= What is required =
In the listing below, swap "windshield" for "window" in the lines between the one holding "Specification: The model" and the one holding "xmin=357 ymin=120 xmax=674 ymax=240", inclusive, and return only those lines with everything else unchanged.

= Given entries =

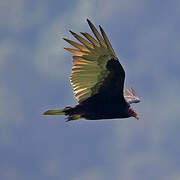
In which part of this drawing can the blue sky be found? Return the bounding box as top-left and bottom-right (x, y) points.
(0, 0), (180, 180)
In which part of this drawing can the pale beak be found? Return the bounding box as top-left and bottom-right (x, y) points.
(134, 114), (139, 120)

* * *

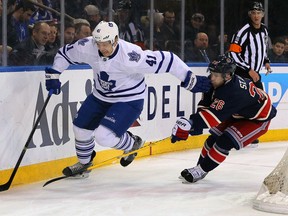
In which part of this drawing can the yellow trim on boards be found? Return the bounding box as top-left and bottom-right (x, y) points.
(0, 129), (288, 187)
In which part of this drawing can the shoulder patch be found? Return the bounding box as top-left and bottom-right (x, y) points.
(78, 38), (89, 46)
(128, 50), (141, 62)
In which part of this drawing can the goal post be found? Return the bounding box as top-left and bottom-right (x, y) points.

==

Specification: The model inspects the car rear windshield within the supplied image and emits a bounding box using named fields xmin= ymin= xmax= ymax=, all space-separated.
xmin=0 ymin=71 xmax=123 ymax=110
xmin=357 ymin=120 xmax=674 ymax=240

= Reply =
Specification: The model inspects the car rear window within the supplied image and emits a bounding box using named fields xmin= ymin= xmax= ymax=, all space-separated.
xmin=0 ymin=71 xmax=123 ymax=110
xmin=357 ymin=120 xmax=674 ymax=240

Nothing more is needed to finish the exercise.